◆ Job:
Can you update the lines, starting at the one that has "Where can the white" and ending after the one that has "[[192, 191], [969, 98]]", so that "white wall" becomes "painted wall" and nothing else changes?

◆ Material to process:
┌────────

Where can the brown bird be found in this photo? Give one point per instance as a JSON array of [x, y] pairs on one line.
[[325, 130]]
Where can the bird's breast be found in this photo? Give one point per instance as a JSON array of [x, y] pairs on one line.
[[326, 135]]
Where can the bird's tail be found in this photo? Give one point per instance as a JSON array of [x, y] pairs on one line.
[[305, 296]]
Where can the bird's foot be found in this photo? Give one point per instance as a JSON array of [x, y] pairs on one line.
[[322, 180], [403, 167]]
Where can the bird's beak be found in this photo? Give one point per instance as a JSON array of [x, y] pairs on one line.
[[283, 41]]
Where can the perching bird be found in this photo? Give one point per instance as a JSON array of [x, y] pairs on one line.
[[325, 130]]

└────────
┌────────

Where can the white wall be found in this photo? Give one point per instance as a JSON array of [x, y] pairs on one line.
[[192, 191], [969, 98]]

└────────

◆ Correct result:
Where can the painted wall be found in this photo? Give one point per instance as a JSON array of [x, y] pairs on one line.
[[192, 191], [969, 98]]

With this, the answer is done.